- **Task to complete**: Render every line of the data below as a numbered list, leaving out blank lines and the pictures.

___

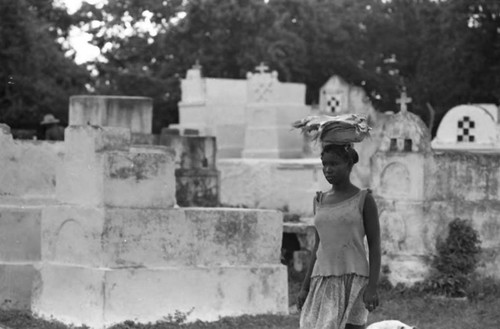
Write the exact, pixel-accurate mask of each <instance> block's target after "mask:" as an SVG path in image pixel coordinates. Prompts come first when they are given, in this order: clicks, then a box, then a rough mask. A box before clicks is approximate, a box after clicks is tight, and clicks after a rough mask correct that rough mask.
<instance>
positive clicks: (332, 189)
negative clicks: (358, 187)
mask: <svg viewBox="0 0 500 329" xmlns="http://www.w3.org/2000/svg"><path fill="white" fill-rule="evenodd" d="M352 186H353V185H352V183H351V181H350V180H349V179H347V180H345V181H344V182H338V183H335V184H332V191H333V192H345V191H348V190H349V189H350V188H351V187H352Z"/></svg>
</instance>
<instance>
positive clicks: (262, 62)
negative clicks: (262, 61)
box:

___

- **Solution to the problem**:
1. Write the exact, pixel-accurate mask of each <instance> block's target after "mask:" as an SVG path in image pixel coordinates. Prompts come first when they are given, in this order: clicks, then a box, then a rough mask. A box before clicks is approximate, a box after clicks is tight, and clicks after a rough mask correct that rough mask.
2. <instance>
3. positive clicks: (332, 189)
4. negative clicks: (358, 187)
5. mask: <svg viewBox="0 0 500 329" xmlns="http://www.w3.org/2000/svg"><path fill="white" fill-rule="evenodd" d="M352 186H353V185H352V183H351V181H350V180H349V179H347V180H345V181H344V182H338V183H335V184H332V191H333V192H345V191H348V190H349V189H350V188H351V187H352Z"/></svg>
6. </instance>
7. <instance>
8. positive clicks: (262, 62)
9. negative clicks: (262, 61)
10. box:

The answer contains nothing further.